### EXCERPT
>> BEGIN

This conjecture, if true, would neatly explain why goal tracking in the first months of life is limited. There’s just one small problem. It does not seem quite true to say that infants’ goal tracking is limited by their abilities to represent actions motorically.
The Developmental Motor Conjecture In the first 9 months of life, all pure goal tracking is explained by the Motor Theory. Other goal-tracking processes emerge later in development.9
6 Twin developmental puzzles
The Developmental Motor Conjecture (from Sect. 5) was introduced in connection with a candidate limit on infants’ goal tracking in the first 9 or so months. As we saw, there is inconclusive but significant evidence for the hypothesis that infants in their first 9 months of life can only track the goals of an action if they can represent a similar enough action motorically at the time the action occurs. However, a breakthrough discovery by Gergely et al. (1995) made much earlier than the research so far reviewed appears to conflict with any such hypothesis about limits.10
These findings have been extensively replicated and extended (see Csibra 2003; Gergely and Csibra 2003 for reviews). Importantly for our purposes, much the same findings can be observed with younger, 9-month-old infants (Hernik and Southgate 2012) and even 6.5-month-old infants (Csibra 2008). Related observations indicate that even 3-month-olds may be capable of extracting goal-related information from displays involving simple geometric shapes (Luo 2011).
Combined with the evidence about limits mentioned earlier (see Sect. 4), these findings give rise to a puzzle about development. If we take all the available evidence at face value, we arrive at this view. For infants in the first 9 months of life, some, but not all, of their goal tracking is limited by their abilities to represent actions motorically in this way: they can only track the goals of an action if they can represent a similar enough action motorically at the time the action occurs. The puzzle is to understand why this might be. We cannot explain it by appeal to the Simple View (from Sect. 3): that predicts no such limits. And we cannot explain it by appeal to the Developmental Motor Conjecture (from Sect. 5), which predicts inescapable limits.

>> END

### DATASET ROWS
>> BEGIN

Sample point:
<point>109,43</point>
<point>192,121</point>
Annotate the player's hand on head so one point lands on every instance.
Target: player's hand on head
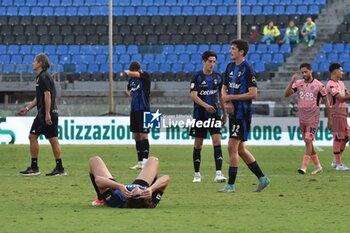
<point>210,109</point>
<point>22,112</point>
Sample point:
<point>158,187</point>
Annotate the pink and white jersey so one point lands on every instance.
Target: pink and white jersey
<point>336,88</point>
<point>309,95</point>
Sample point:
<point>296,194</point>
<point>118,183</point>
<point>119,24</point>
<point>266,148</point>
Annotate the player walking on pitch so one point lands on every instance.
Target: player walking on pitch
<point>46,120</point>
<point>239,90</point>
<point>337,96</point>
<point>309,92</point>
<point>206,95</point>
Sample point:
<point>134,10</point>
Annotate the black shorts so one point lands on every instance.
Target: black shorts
<point>136,122</point>
<point>40,127</point>
<point>239,128</point>
<point>202,132</point>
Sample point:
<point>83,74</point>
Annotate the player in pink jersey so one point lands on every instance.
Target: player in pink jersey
<point>337,96</point>
<point>309,91</point>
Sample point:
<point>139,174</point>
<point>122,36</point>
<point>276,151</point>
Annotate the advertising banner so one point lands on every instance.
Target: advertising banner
<point>116,130</point>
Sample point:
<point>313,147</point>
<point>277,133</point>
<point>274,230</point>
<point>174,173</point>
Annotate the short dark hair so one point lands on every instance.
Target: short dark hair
<point>334,66</point>
<point>43,60</point>
<point>241,45</point>
<point>135,66</point>
<point>207,54</point>
<point>305,65</point>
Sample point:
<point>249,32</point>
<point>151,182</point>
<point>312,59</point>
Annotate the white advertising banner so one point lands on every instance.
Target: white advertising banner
<point>116,130</point>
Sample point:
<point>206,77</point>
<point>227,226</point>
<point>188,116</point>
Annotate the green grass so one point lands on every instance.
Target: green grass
<point>293,202</point>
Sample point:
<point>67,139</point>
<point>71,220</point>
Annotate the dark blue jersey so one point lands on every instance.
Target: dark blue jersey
<point>208,88</point>
<point>238,80</point>
<point>140,89</point>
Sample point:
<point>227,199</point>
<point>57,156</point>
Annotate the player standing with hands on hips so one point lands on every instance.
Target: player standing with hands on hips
<point>46,120</point>
<point>206,95</point>
<point>309,92</point>
<point>139,88</point>
<point>239,90</point>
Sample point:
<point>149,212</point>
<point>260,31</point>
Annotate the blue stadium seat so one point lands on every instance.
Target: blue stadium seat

>> END

### SET OF TASKS
1. Answer these questions from the goal-tracking excerpt:
(a) Who made the breakthrough discovery that appears to conflict with the hypothesis about limits, and in what year?
(b) In Csibra (2008), infants of what age showed much the same findings?
(c) What may even 3-month-olds be capable of, according to related observations?
2. Please explain why, according to the goal-tracking excerpt, neither the Simple View nor the Developmental Motor Conjecture can account for the developmental puzzle.
The rows are separate material and have nothing to do with the goal-tracking excerpt.

### SOLVED TASKS
1.
(a) Gergely et al., in 1995.
(b) 6.5-month-old infants.
(c) Extracting goal-related information from displays involving simple geometric shapes.

2. The evidence suggests that some, but not all, of infants' goal tracking in the first 9 months is limited by their ability to represent actions motorically. The Simple View predicts no such limits, while the Developmental Motor Conjecture predicts inescapable limits, so neither fits this mixed picture.